§ Exercise objective
Copy all of the data that follows without altering a word.

§ Records for the task
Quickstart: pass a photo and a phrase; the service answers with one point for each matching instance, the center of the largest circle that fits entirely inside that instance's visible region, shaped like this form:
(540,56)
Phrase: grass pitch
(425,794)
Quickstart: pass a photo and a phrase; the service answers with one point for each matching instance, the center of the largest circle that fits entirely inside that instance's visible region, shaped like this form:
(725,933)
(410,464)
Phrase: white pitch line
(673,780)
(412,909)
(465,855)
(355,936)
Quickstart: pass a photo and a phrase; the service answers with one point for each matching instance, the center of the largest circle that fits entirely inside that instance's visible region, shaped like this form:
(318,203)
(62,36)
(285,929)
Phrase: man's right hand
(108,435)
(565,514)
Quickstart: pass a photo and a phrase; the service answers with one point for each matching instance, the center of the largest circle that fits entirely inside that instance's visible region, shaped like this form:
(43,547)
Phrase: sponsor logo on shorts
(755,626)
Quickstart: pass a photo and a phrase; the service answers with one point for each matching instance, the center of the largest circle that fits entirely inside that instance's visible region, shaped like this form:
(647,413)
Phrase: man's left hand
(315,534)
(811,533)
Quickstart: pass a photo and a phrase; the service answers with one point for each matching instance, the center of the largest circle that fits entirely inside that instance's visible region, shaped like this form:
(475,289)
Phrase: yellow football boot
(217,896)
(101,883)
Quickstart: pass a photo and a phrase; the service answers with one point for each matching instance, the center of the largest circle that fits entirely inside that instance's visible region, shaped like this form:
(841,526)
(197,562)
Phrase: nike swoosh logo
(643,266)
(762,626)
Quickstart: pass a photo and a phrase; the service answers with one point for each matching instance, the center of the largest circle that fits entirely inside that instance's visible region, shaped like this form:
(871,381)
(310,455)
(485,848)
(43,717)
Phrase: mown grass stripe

§ Solution to this problem
Quickstart: pass a photo and a phrase; the service answers with one point for each matching instance, the center of the largest circle that fits entirely inside that instance's visible region, shaped like this form:
(540,56)
Phrase: grass pitch
(425,794)
Quickstart: pass a photo and a phrase; the service answers with one point for each matching instance, the center of the largest circle that fits entirely inside that instance's visible region, shaped like this form:
(725,933)
(410,464)
Phrase: white pitch line
(673,780)
(412,909)
(465,855)
(355,936)
Quickstart: pass a photo and a phrase; the service answers with one point for each matching instance, the center of the largest circle that fits entirely inside that instance's visible region, shaped like this form:
(318,203)
(62,36)
(285,929)
Phrase: man's right hand
(108,435)
(565,514)
Quickstart: pass a photo and a phrase; the service answers with one point for each matching instance, the center of the largest circle that fits entirely inside that instance's visible region, shaped like this form:
(43,547)
Phrase: sponsor logo on shorts
(755,626)
Quickstart: pass a photo and a phrase; the service answers with one point for each matching instance, the center of the largest circle that fits entirely inside that instance's visible region, shaped like this form:
(647,413)
Phrase: man's left hand
(315,534)
(811,533)
Quickstart: pass a photo and a phrase; the service answers with one point for each matching instance, the center of the largest circle that fits entirely inside that instance's visible region, shaped like this form:
(475,289)
Phrase: yellow football boot
(217,896)
(101,883)
Quickstart: pass a photo and a phrase; the service answers with one point for each matching instance, the center of the largest circle that fits entirely inside that instance's visible region, shaped like this form:
(841,526)
(197,562)
Phrase: nike swoosh logo
(643,266)
(762,626)
Quickstart: pass a photo and a phrase; the service answers with one point for each matching instance, the center of the largest circle that fits entirely inside that instance's visible region, shaped like this form:
(871,381)
(310,455)
(485,848)
(43,717)
Phrase: mown grass stripe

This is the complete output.